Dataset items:
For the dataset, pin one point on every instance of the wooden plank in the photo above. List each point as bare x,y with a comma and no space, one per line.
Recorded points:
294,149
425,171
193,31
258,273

[DESCRIPTION OF THE TASK]:
In this exercise, the data above is to be printed exactly.

[SOLUTION]:
For the dataset, pin one point on every instance of the wooden plank in the photo above. List each point as bare x,y with a comma and no space, one per line.
Recorded points:
294,149
425,171
193,31
258,273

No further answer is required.